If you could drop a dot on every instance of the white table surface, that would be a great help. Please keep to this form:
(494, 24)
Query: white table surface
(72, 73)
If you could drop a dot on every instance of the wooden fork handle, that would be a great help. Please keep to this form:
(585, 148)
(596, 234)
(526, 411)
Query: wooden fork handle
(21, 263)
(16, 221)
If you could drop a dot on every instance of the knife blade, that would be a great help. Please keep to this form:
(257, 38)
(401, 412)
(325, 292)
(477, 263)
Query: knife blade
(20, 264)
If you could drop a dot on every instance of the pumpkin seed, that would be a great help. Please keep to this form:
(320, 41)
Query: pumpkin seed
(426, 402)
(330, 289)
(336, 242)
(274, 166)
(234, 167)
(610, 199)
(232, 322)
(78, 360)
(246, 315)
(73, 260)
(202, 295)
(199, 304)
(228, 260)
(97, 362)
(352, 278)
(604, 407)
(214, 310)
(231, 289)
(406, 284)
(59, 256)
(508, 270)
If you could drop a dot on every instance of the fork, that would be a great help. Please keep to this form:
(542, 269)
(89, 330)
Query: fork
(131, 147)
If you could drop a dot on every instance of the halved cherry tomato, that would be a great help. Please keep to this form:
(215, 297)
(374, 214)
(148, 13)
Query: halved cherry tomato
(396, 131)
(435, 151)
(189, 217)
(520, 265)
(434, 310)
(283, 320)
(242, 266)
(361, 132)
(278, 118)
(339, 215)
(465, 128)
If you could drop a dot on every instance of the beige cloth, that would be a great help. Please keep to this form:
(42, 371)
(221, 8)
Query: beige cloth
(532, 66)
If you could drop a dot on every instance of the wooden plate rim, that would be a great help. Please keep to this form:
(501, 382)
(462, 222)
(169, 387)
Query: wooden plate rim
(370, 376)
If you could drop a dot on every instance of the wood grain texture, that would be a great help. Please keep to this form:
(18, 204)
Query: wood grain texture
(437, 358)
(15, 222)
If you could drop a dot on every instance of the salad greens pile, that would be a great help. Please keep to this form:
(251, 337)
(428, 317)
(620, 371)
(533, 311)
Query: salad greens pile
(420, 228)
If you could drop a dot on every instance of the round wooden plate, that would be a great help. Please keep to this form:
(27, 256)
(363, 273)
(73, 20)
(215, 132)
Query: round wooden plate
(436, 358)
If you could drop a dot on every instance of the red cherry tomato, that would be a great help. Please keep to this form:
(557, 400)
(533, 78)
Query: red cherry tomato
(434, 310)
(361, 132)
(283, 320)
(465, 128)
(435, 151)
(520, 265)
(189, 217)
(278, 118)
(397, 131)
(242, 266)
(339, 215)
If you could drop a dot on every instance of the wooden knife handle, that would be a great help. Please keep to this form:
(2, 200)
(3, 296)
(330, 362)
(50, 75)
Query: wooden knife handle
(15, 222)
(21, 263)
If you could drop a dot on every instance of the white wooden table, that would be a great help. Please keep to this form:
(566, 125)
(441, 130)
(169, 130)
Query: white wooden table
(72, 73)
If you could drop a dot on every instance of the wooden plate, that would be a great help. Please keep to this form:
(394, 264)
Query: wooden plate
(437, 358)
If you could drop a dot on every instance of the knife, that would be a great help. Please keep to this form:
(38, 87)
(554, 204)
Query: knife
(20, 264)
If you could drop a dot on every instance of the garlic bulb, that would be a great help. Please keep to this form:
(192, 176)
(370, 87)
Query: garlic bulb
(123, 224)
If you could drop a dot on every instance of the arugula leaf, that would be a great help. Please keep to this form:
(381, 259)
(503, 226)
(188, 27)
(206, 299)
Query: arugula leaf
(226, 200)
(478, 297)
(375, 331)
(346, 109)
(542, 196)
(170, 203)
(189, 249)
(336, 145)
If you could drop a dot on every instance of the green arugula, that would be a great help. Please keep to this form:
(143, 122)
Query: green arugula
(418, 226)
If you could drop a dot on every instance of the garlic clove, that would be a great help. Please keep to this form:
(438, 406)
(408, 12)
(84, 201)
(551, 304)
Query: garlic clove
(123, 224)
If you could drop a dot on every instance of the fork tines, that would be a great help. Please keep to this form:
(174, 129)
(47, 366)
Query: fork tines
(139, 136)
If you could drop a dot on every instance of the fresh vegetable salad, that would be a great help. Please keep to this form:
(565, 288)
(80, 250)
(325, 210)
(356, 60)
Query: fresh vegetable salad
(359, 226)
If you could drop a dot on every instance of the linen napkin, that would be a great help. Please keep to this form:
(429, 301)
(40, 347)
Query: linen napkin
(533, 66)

Given problem>
Arrange all the records above as a Markdown table with the columns Row and Line. Give each line its own row number and skip any blank lines.

Task answer>
| Row | Line |
|---|---|
| 1 | If you could drop a dot on every instance of the white table surface, that would be a great help. Please keep to this form: |
| 2 | (494, 24) |
| 3 | Query: white table surface |
| 4 | (72, 73) |
| 5 | If you could drop a dot on every instance of the wooden fork handle, that would be a great help. Please keep to this form: |
| 6 | (585, 148) |
| 7 | (596, 234) |
| 8 | (526, 411) |
| 9 | Query: wooden fork handle |
| 10 | (21, 263) |
| 11 | (16, 221) |
| 12 | If you could drop a dot on every instance of the knife blade, that would be a great help. Please keep to this form: |
| 13 | (257, 38) |
| 14 | (401, 412) |
| 15 | (325, 292) |
| 16 | (477, 263) |
| 17 | Query: knife blade |
| 18 | (20, 264) |
| 19 | If you could drop a dot on every instance of the pumpkin seed, that would be a great help. Please keep to this form: |
| 20 | (320, 41) |
| 21 | Query: pumpkin seed |
| 22 | (426, 402) |
| 23 | (330, 289) |
| 24 | (336, 242) |
| 25 | (274, 166) |
| 26 | (234, 167) |
| 27 | (610, 199) |
| 28 | (232, 322) |
| 29 | (78, 360) |
| 30 | (246, 315) |
| 31 | (73, 260) |
| 32 | (202, 295) |
| 33 | (199, 304) |
| 34 | (228, 260) |
| 35 | (97, 362) |
| 36 | (352, 278) |
| 37 | (604, 407) |
| 38 | (214, 310) |
| 39 | (231, 289) |
| 40 | (406, 284) |
| 41 | (59, 256) |
| 42 | (508, 270) |
| 43 | If you could drop a dot on every instance of the fork, that would be a great help. Please keep to this form: |
| 44 | (542, 269) |
| 45 | (89, 330) |
| 46 | Query: fork |
| 47 | (131, 147) |
| 48 | If you could drop a dot on every instance of the halved cherry tomato, that would be a great help. Please keep to this form: |
| 49 | (215, 297) |
| 50 | (374, 214) |
| 51 | (148, 13) |
| 52 | Query: halved cherry tomato |
| 53 | (396, 131) |
| 54 | (435, 151) |
| 55 | (189, 217) |
| 56 | (520, 265) |
| 57 | (434, 310) |
| 58 | (283, 320) |
| 59 | (242, 266) |
| 60 | (361, 132) |
| 61 | (278, 118) |
| 62 | (339, 215) |
| 63 | (465, 128) |
| 64 | If you could drop a dot on every instance of the beige cloth, that would be a great help. Please keep to this form: |
| 65 | (42, 371) |
| 66 | (221, 8) |
| 67 | Query: beige cloth |
| 68 | (532, 66) |
| 69 | If you could drop a dot on every instance of the wooden plate rim, that would be a great help. Please keep to this form: |
| 70 | (501, 382) |
| 71 | (462, 222) |
| 72 | (169, 387) |
| 73 | Query: wooden plate rim |
| 74 | (370, 376) |
| 75 | If you could drop a dot on every instance of the wood grain texture, that would be a great help. Please keep to this form: |
| 76 | (18, 204) |
| 77 | Query: wood grain texture |
| 78 | (437, 358) |
| 79 | (15, 222) |
| 80 | If you could drop a dot on every instance of the salad greens pile, that would be a great help. Please keep to this form: |
| 81 | (251, 337) |
| 82 | (428, 317) |
| 83 | (620, 371) |
| 84 | (533, 311) |
| 85 | Query: salad greens pile |
| 86 | (420, 228) |
| 87 | If you could drop a dot on every instance of the round wooden plate, that would be a great help. Please keep to this form: |
| 88 | (27, 256) |
| 89 | (363, 273) |
| 90 | (73, 20) |
| 91 | (215, 132) |
| 92 | Query: round wooden plate |
| 93 | (436, 358) |
| 94 | If you could drop a dot on every instance of the red cherry tomato, that would be a great help. Please keep to this form: |
| 95 | (557, 400) |
| 96 | (533, 78) |
| 97 | Query: red cherry tomato |
| 98 | (434, 310) |
| 99 | (361, 132) |
| 100 | (283, 320) |
| 101 | (465, 128) |
| 102 | (435, 151) |
| 103 | (520, 265) |
| 104 | (189, 217) |
| 105 | (278, 118) |
| 106 | (397, 131) |
| 107 | (242, 266) |
| 108 | (339, 215) |
| 109 | If you could drop a dot on every instance of the wooden knife handle, that would be a great help. Please keep to this form: |
| 110 | (2, 200) |
| 111 | (3, 296) |
| 112 | (330, 362) |
| 113 | (50, 75) |
| 114 | Query: wooden knife handle |
| 115 | (15, 222) |
| 116 | (21, 263) |
| 117 | If you could drop a dot on every instance of the white wooden table, that would be a great help. Please keep to this form: |
| 118 | (566, 125) |
| 119 | (441, 130) |
| 120 | (169, 130) |
| 121 | Query: white wooden table |
| 122 | (72, 73) |
| 123 | If you could drop a dot on every instance of the wooden plate, that would be a great help. Please keep to this form: |
| 124 | (394, 264) |
| 125 | Query: wooden plate |
| 126 | (437, 358) |
| 127 | If you could drop a dot on every instance of the knife, that would be a great help. Please keep to this form: |
| 128 | (38, 87) |
| 129 | (554, 204) |
| 130 | Query: knife |
| 131 | (20, 264) |
| 132 | If you could drop a dot on every instance of the garlic bulb, that would be a great help. Please keep to this form: |
| 133 | (192, 176) |
| 134 | (370, 87) |
| 135 | Query: garlic bulb |
| 136 | (123, 224) |
| 137 | If you could drop a dot on every instance of the arugula leaf, that would be a great help. Please keep to this form: |
| 138 | (381, 259) |
| 139 | (503, 226) |
| 140 | (188, 27) |
| 141 | (206, 299) |
| 142 | Query: arugula leaf |
| 143 | (226, 200) |
| 144 | (478, 297) |
| 145 | (375, 331) |
| 146 | (346, 109) |
| 147 | (542, 196) |
| 148 | (170, 203) |
| 149 | (189, 249) |
| 150 | (336, 145) |
| 151 | If you could drop a dot on every instance of the green arugula, that would be a great help. Please keep to this form: |
| 152 | (143, 122) |
| 153 | Query: green arugula |
| 154 | (418, 226) |
| 155 | If you could drop a dot on every instance of the garlic clove, that would be a great help. Please keep to this form: |
| 156 | (438, 406) |
| 157 | (408, 12) |
| 158 | (84, 201) |
| 159 | (551, 304) |
| 160 | Query: garlic clove |
| 161 | (123, 224) |
| 162 | If you could drop a dot on every instance of the fork tines, that would be a great help. Please keep to this form: |
| 163 | (174, 129) |
| 164 | (47, 366) |
| 165 | Query: fork tines |
| 166 | (139, 136) |
| 167 | If you could drop a dot on every instance of the fresh vegetable salad, that would be a great help. Please keep to this form: |
| 168 | (565, 288) |
| 169 | (80, 250) |
| 170 | (325, 210) |
| 171 | (356, 60) |
| 172 | Query: fresh vegetable salad |
| 173 | (359, 226) |
| 174 | If you could drop a dot on every instance of the linen napkin, that would be a great help. Please keep to this form: |
| 175 | (429, 301) |
| 176 | (40, 347) |
| 177 | Query: linen napkin |
| 178 | (533, 66) |